* Begin *
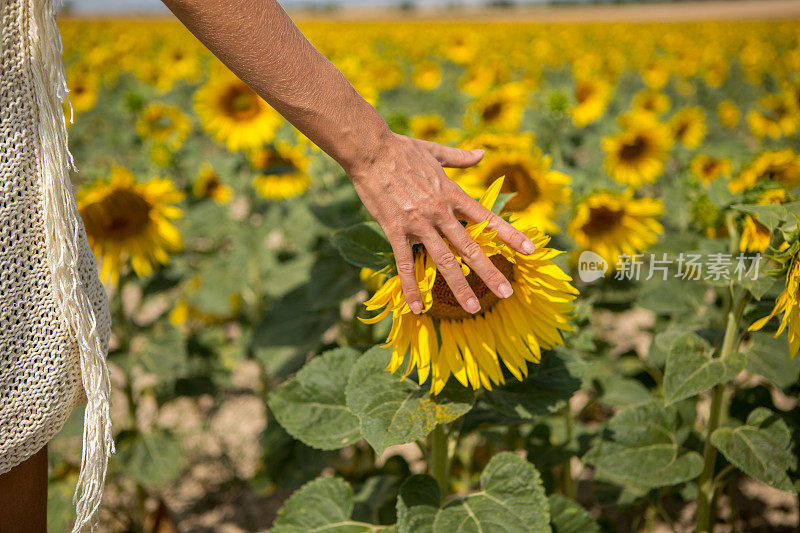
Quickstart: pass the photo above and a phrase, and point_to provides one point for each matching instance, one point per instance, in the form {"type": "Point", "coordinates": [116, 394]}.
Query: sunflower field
{"type": "Point", "coordinates": [268, 374]}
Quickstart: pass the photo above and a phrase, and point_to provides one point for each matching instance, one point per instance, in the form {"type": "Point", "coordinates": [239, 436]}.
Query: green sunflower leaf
{"type": "Point", "coordinates": [417, 504]}
{"type": "Point", "coordinates": [511, 500]}
{"type": "Point", "coordinates": [152, 459]}
{"type": "Point", "coordinates": [394, 411]}
{"type": "Point", "coordinates": [324, 504]}
{"type": "Point", "coordinates": [691, 369]}
{"type": "Point", "coordinates": [364, 245]}
{"type": "Point", "coordinates": [761, 448]}
{"type": "Point", "coordinates": [770, 215]}
{"type": "Point", "coordinates": [547, 388]}
{"type": "Point", "coordinates": [769, 358]}
{"type": "Point", "coordinates": [567, 516]}
{"type": "Point", "coordinates": [644, 453]}
{"type": "Point", "coordinates": [311, 406]}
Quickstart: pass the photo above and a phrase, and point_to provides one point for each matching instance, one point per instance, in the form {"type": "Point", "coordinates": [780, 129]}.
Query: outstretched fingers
{"type": "Point", "coordinates": [449, 267]}
{"type": "Point", "coordinates": [450, 157]}
{"type": "Point", "coordinates": [475, 212]}
{"type": "Point", "coordinates": [404, 257]}
{"type": "Point", "coordinates": [472, 253]}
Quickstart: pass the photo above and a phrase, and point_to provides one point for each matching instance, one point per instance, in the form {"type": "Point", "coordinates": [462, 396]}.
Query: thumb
{"type": "Point", "coordinates": [454, 157]}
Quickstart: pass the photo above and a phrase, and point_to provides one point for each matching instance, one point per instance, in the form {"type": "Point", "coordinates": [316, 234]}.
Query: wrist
{"type": "Point", "coordinates": [362, 144]}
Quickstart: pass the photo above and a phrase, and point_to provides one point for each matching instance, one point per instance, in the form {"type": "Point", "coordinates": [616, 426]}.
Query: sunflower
{"type": "Point", "coordinates": [708, 168]}
{"type": "Point", "coordinates": [653, 101]}
{"type": "Point", "coordinates": [282, 171]}
{"type": "Point", "coordinates": [788, 304]}
{"type": "Point", "coordinates": [83, 88]}
{"type": "Point", "coordinates": [479, 78]}
{"type": "Point", "coordinates": [444, 339]}
{"type": "Point", "coordinates": [773, 196]}
{"type": "Point", "coordinates": [780, 166]}
{"type": "Point", "coordinates": [500, 109]}
{"type": "Point", "coordinates": [611, 224]}
{"type": "Point", "coordinates": [656, 74]}
{"type": "Point", "coordinates": [592, 95]}
{"type": "Point", "coordinates": [208, 184]}
{"type": "Point", "coordinates": [775, 118]}
{"type": "Point", "coordinates": [689, 126]}
{"type": "Point", "coordinates": [235, 115]}
{"type": "Point", "coordinates": [427, 75]}
{"type": "Point", "coordinates": [539, 190]}
{"type": "Point", "coordinates": [164, 124]}
{"type": "Point", "coordinates": [637, 154]}
{"type": "Point", "coordinates": [728, 113]}
{"type": "Point", "coordinates": [127, 220]}
{"type": "Point", "coordinates": [430, 128]}
{"type": "Point", "coordinates": [755, 235]}
{"type": "Point", "coordinates": [373, 280]}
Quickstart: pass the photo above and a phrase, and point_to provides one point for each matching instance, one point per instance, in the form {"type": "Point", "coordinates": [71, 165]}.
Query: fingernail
{"type": "Point", "coordinates": [505, 290]}
{"type": "Point", "coordinates": [528, 247]}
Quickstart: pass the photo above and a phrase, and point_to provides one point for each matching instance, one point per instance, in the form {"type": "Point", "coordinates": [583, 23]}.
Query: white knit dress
{"type": "Point", "coordinates": [54, 322]}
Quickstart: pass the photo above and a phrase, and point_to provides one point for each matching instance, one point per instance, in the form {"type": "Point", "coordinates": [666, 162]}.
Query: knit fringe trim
{"type": "Point", "coordinates": [63, 230]}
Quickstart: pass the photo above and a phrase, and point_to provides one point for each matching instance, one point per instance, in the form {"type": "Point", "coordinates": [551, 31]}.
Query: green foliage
{"type": "Point", "coordinates": [151, 459]}
{"type": "Point", "coordinates": [324, 504]}
{"type": "Point", "coordinates": [311, 406]}
{"type": "Point", "coordinates": [761, 448]}
{"type": "Point", "coordinates": [691, 369]}
{"type": "Point", "coordinates": [511, 499]}
{"type": "Point", "coordinates": [364, 245]}
{"type": "Point", "coordinates": [270, 290]}
{"type": "Point", "coordinates": [547, 388]}
{"type": "Point", "coordinates": [766, 357]}
{"type": "Point", "coordinates": [644, 452]}
{"type": "Point", "coordinates": [392, 410]}
{"type": "Point", "coordinates": [567, 516]}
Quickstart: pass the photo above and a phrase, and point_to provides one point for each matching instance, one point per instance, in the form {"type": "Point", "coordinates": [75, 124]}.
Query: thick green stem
{"type": "Point", "coordinates": [705, 483]}
{"type": "Point", "coordinates": [567, 483]}
{"type": "Point", "coordinates": [438, 466]}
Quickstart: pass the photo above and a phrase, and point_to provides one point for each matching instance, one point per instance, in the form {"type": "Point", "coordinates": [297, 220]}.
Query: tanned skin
{"type": "Point", "coordinates": [400, 180]}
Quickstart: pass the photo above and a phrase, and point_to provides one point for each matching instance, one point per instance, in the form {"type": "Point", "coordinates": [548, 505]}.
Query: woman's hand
{"type": "Point", "coordinates": [400, 180]}
{"type": "Point", "coordinates": [404, 188]}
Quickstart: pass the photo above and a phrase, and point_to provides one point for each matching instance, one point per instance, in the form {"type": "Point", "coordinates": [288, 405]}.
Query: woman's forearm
{"type": "Point", "coordinates": [258, 41]}
{"type": "Point", "coordinates": [400, 180]}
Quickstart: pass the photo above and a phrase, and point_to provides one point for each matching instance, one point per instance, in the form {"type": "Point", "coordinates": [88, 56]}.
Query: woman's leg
{"type": "Point", "coordinates": [23, 496]}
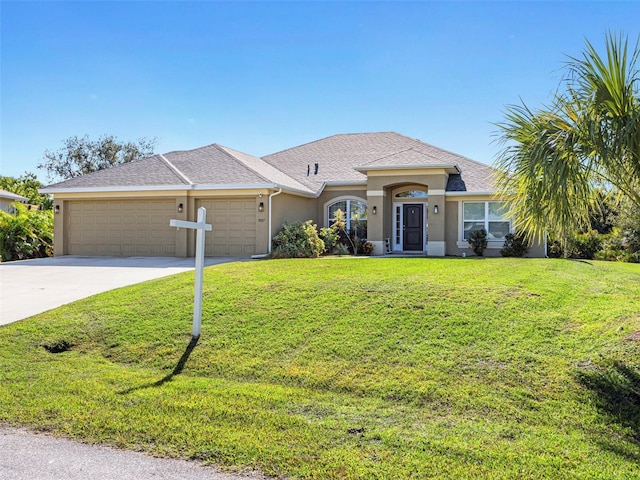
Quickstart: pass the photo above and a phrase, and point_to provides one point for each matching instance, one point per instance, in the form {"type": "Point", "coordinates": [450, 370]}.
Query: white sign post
{"type": "Point", "coordinates": [200, 227]}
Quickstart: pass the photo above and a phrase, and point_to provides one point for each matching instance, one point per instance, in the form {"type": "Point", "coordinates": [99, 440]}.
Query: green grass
{"type": "Point", "coordinates": [350, 368]}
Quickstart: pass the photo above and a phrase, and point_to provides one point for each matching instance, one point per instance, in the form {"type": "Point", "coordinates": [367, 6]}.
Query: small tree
{"type": "Point", "coordinates": [27, 185]}
{"type": "Point", "coordinates": [80, 155]}
{"type": "Point", "coordinates": [26, 234]}
{"type": "Point", "coordinates": [478, 241]}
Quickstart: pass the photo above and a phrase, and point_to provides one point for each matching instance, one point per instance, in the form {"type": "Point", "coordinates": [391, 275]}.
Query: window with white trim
{"type": "Point", "coordinates": [488, 215]}
{"type": "Point", "coordinates": [355, 213]}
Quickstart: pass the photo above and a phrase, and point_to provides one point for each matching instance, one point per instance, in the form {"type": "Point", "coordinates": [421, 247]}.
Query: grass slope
{"type": "Point", "coordinates": [350, 368]}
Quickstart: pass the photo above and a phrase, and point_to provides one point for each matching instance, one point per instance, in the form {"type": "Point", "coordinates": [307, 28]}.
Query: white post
{"type": "Point", "coordinates": [197, 298]}
{"type": "Point", "coordinates": [200, 226]}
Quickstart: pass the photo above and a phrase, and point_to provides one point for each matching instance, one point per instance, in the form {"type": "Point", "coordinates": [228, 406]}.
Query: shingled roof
{"type": "Point", "coordinates": [306, 169]}
{"type": "Point", "coordinates": [343, 158]}
{"type": "Point", "coordinates": [210, 166]}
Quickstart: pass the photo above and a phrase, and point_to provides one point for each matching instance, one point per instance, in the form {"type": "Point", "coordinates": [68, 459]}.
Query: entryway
{"type": "Point", "coordinates": [413, 227]}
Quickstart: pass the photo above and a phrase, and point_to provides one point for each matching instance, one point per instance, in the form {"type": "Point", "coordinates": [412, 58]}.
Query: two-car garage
{"type": "Point", "coordinates": [140, 227]}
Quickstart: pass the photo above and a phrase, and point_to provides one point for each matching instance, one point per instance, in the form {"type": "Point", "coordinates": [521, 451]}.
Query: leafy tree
{"type": "Point", "coordinates": [27, 185]}
{"type": "Point", "coordinates": [555, 159]}
{"type": "Point", "coordinates": [26, 234]}
{"type": "Point", "coordinates": [80, 155]}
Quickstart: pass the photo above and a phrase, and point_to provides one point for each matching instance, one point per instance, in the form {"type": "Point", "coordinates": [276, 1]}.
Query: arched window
{"type": "Point", "coordinates": [412, 194]}
{"type": "Point", "coordinates": [355, 212]}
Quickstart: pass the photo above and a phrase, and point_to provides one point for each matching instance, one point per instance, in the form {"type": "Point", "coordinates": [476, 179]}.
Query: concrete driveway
{"type": "Point", "coordinates": [29, 287]}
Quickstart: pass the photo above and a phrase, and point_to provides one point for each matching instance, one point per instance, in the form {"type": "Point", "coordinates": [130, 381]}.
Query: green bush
{"type": "Point", "coordinates": [584, 245]}
{"type": "Point", "coordinates": [620, 245]}
{"type": "Point", "coordinates": [515, 245]}
{"type": "Point", "coordinates": [297, 240]}
{"type": "Point", "coordinates": [366, 248]}
{"type": "Point", "coordinates": [478, 241]}
{"type": "Point", "coordinates": [330, 236]}
{"type": "Point", "coordinates": [26, 234]}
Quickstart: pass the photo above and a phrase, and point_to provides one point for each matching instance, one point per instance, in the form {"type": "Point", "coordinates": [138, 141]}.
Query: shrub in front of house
{"type": "Point", "coordinates": [26, 234]}
{"type": "Point", "coordinates": [297, 240]}
{"type": "Point", "coordinates": [515, 245]}
{"type": "Point", "coordinates": [366, 248]}
{"type": "Point", "coordinates": [331, 237]}
{"type": "Point", "coordinates": [478, 241]}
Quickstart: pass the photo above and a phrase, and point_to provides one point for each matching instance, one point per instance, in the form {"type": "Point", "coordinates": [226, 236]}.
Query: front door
{"type": "Point", "coordinates": [413, 226]}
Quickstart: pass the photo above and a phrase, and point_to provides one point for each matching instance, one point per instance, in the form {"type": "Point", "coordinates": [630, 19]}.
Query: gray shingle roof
{"type": "Point", "coordinates": [12, 196]}
{"type": "Point", "coordinates": [339, 158]}
{"type": "Point", "coordinates": [150, 171]}
{"type": "Point", "coordinates": [210, 165]}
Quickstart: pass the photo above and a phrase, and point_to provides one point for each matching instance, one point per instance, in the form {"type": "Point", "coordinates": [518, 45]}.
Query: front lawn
{"type": "Point", "coordinates": [349, 368]}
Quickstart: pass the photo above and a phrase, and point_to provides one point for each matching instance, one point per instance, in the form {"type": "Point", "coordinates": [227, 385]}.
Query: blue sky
{"type": "Point", "coordinates": [264, 76]}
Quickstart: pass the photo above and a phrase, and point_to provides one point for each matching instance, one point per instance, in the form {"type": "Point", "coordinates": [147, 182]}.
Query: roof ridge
{"type": "Point", "coordinates": [175, 169]}
{"type": "Point", "coordinates": [325, 138]}
{"type": "Point", "coordinates": [450, 152]}
{"type": "Point", "coordinates": [399, 151]}
{"type": "Point", "coordinates": [289, 177]}
{"type": "Point", "coordinates": [224, 151]}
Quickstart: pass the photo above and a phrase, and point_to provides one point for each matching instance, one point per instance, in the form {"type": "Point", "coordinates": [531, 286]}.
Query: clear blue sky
{"type": "Point", "coordinates": [264, 76]}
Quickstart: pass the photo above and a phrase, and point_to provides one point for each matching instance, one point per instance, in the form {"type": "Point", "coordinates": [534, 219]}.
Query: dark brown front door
{"type": "Point", "coordinates": [413, 227]}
* End *
#### EXERCISE:
Show each line from the entries above that contains the word "knit", copied in full.

#### FULL RESPONSE:
Query: white knit dress
Query: knit fringe trim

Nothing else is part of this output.